### [Source document]
★ ★ ★ ★ ★ ★ ★
Nice fish Donnie, glad to see you made it back from afghanistan safe! Probably one of the better rig reports out of pensacola this year.


----------



## mississippirifle (Mar 27, 2012)

Is the Beer Can the Horn Mountain Spar?


----------



## mississippirifle (Mar 27, 2012)

*Beer Can?*

Is the Beer Can the Horn Mountain Spar? (MC127)


----------



## submariner (Oct 2, 2007)

*Neptune Spar*



mississippirifle said:


> Is the Beer Can the Horn Mountain Spar? (MC127)


 
Neptune Spar is another name for beercan


----------



## PorknBeans (Nov 21, 2007)

wow what a great trip!!


----------



## PorknBeans (Nov 21, 2007)

how do you like them avets??


----------



## Shane Lewis (Mar 31, 2012)

Thanks for taking the time to post such an entertaining report. It's great to see pics and read a detailed fishing report from home. I am a contractor here in Baghdad, Iraq and will most likely miss my 3rd fishing season in a row. When I get done doing this crap I will have enough $$$ to get a very nice boat and start chartering. 'Till then I will be looking forward to reading more of your detailed reports. Thanks again...


----------



## Shane Lewis (Mar 31, 2012)

Thanks for taking the time to post such an entertaining report. It's great to see pics and read a detailed fishing report from home. I am a contractor here in Baghdad, Iraq and will most likely miss my 3rd fishing season in a row. When I get done doing this crap I will have enough $$$ to get a very nice boat and start chartering. 'Till then I will be looking forward to reading more of your detailed reports. Thanks again...


----------



## submariner (Oct 2, 2007)

welcome we enjoyed the trip thks for the nice words Be safe


----------



## Tidewater1 (Aug 16, 2009)

Ed: Dont know you, but wish I did. What a trip! Thanks for sharing it with us.


----------



## Fajah (Apr 8, 2009)

Here are a couple of more pictures from the same trip that my buddy Harvey sent me....love the bloody boat.


----------



## sniperpeeps (Mar 5, 2011)

Fajah said:


> Here are a couple of more pictures from the same trip that my buddy Harvey sent me....love the bloody boat.



That is the gold standard of what a boat should look like at the rigs, looks like a Quentin Tarantino flick


----------
★ ★ ★ ★ ★ ★ ★
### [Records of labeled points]
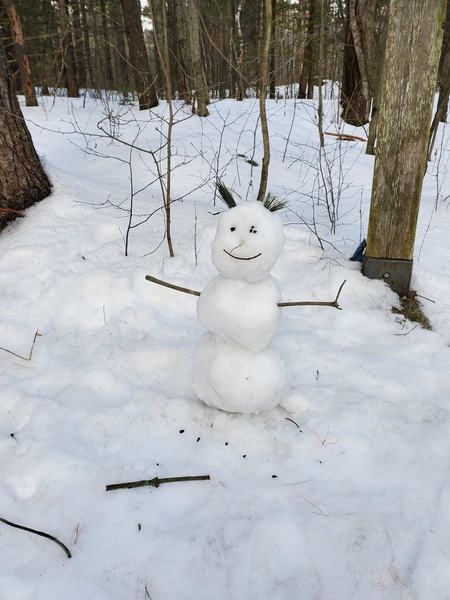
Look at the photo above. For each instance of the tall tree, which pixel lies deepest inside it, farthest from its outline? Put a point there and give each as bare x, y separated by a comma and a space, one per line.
406, 103
22, 178
201, 90
67, 52
359, 63
264, 64
143, 78
19, 52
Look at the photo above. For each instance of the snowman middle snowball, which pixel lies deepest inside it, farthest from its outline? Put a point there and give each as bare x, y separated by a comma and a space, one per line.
234, 367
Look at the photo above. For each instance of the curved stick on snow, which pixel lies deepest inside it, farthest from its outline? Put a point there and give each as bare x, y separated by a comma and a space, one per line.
178, 288
41, 533
333, 304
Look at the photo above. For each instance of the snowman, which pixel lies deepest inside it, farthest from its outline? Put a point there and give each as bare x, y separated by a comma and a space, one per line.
235, 367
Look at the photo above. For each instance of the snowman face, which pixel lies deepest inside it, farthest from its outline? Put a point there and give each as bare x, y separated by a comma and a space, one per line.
249, 239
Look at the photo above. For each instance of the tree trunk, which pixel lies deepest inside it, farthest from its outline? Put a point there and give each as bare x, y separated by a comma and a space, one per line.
144, 80
120, 51
357, 76
406, 103
19, 52
22, 178
109, 74
444, 84
264, 63
78, 43
89, 80
67, 54
272, 92
201, 91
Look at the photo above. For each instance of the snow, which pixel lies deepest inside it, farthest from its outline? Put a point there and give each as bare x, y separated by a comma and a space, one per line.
360, 505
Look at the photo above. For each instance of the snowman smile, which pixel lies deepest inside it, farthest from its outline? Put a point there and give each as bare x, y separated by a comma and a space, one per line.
241, 257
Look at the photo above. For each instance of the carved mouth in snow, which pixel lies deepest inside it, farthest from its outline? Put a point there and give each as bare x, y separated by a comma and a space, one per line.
241, 257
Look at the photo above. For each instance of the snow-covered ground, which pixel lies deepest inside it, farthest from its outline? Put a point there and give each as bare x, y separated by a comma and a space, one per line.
354, 502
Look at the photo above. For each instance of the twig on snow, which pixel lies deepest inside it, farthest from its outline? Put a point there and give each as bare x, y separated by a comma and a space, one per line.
41, 533
30, 354
155, 482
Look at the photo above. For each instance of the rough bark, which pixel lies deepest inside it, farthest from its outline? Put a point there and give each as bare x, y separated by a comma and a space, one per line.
144, 79
264, 63
201, 91
22, 178
19, 52
406, 101
67, 53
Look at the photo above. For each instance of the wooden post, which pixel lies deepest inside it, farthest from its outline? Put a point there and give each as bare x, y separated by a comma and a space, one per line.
406, 100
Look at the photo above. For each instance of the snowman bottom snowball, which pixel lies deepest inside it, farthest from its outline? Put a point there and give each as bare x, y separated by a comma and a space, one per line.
235, 368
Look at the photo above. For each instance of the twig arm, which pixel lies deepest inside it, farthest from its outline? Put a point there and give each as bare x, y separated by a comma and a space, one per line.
172, 286
41, 533
333, 304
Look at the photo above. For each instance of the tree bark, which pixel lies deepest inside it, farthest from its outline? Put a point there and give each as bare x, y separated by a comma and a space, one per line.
67, 53
444, 84
22, 178
406, 102
201, 90
144, 80
19, 52
272, 91
264, 63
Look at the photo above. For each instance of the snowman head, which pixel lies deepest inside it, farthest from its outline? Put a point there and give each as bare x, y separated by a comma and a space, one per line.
248, 241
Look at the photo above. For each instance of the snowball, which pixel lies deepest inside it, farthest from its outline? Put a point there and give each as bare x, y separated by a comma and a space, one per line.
253, 236
232, 378
241, 312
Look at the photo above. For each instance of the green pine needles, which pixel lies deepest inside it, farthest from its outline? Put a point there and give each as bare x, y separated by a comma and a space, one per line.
271, 202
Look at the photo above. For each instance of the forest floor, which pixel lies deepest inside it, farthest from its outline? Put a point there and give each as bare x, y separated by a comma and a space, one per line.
350, 501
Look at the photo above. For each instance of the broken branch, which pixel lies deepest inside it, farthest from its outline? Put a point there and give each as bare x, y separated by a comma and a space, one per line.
346, 137
178, 288
30, 354
333, 304
41, 533
155, 482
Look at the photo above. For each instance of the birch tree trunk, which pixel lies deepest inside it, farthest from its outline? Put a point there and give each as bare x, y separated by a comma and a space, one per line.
406, 103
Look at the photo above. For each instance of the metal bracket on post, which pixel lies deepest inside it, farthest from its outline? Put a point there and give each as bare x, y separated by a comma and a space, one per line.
395, 272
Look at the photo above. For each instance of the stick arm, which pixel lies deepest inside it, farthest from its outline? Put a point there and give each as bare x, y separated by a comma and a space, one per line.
178, 288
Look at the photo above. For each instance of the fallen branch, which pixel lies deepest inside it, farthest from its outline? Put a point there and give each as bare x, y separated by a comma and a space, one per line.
171, 285
7, 211
30, 354
155, 482
333, 304
346, 137
41, 533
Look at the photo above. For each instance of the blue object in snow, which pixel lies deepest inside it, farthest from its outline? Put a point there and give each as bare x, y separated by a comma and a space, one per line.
358, 255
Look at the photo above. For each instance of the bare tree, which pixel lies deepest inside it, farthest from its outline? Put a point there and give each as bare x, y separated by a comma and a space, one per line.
19, 51
144, 80
406, 103
22, 178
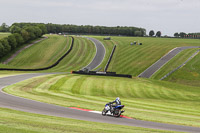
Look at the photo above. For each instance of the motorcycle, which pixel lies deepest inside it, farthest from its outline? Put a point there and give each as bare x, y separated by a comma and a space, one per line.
115, 111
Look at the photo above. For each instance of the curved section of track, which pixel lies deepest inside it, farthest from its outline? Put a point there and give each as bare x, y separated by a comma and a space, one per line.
22, 104
162, 61
100, 54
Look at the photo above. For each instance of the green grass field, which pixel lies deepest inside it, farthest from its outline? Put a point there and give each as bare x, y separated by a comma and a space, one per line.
174, 63
189, 74
135, 59
108, 46
47, 52
22, 122
2, 34
144, 99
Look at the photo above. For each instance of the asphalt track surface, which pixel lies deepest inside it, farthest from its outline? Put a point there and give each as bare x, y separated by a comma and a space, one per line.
162, 61
22, 104
100, 53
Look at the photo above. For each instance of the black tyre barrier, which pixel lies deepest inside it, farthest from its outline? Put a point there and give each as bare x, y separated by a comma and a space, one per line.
102, 74
111, 55
45, 68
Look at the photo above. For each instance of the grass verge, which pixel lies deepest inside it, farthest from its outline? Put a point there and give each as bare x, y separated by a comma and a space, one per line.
21, 122
144, 99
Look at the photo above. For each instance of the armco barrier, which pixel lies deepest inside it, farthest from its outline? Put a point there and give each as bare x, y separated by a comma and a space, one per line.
45, 68
180, 65
102, 74
111, 55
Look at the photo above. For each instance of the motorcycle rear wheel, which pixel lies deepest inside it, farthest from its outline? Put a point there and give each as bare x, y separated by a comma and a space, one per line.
104, 112
117, 113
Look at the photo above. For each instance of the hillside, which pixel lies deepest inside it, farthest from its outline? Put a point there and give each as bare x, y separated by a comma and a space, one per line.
135, 59
144, 99
47, 52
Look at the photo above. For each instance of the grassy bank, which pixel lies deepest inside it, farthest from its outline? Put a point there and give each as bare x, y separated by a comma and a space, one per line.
178, 60
135, 59
47, 52
2, 34
144, 99
21, 122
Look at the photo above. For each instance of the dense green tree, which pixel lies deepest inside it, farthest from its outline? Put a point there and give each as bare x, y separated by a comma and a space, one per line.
37, 31
138, 33
43, 28
182, 34
151, 33
158, 34
25, 35
7, 47
176, 34
31, 32
4, 28
12, 42
15, 29
19, 39
1, 50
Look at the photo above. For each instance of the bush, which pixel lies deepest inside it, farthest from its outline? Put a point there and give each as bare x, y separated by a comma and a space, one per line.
12, 42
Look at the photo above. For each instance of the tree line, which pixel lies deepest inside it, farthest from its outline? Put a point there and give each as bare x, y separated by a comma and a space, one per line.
88, 29
152, 33
184, 35
20, 36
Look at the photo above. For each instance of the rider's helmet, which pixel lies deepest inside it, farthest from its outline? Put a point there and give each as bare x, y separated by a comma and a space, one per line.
117, 100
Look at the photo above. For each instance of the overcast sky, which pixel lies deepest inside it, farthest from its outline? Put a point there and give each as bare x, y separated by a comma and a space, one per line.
168, 16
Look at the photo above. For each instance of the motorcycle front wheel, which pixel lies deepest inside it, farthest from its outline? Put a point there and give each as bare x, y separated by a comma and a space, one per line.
104, 112
117, 113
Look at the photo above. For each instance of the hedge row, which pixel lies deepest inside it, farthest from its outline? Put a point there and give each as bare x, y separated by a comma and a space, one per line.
89, 29
19, 37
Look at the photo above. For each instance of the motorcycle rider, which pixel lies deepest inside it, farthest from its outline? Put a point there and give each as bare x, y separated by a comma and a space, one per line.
116, 101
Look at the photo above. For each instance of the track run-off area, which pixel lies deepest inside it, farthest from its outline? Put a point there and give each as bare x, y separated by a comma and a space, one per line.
22, 104
162, 61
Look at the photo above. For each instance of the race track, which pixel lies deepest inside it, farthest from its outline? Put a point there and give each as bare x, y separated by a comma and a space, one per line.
22, 104
162, 61
100, 53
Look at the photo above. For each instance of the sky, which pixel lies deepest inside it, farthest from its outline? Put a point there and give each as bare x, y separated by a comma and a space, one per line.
167, 16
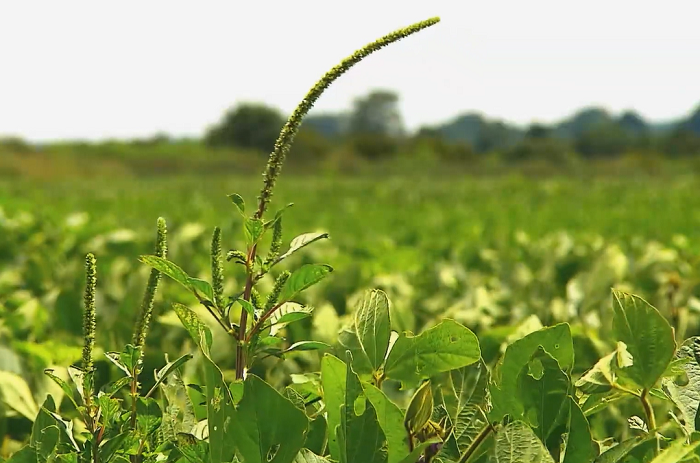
★ ★ ★ ★ ★ ★ ★
### [Aim]
According to the forum thread, what is another name for the Beer Can? None of the items is needed here.

### [Expected answer]
Neptune Spar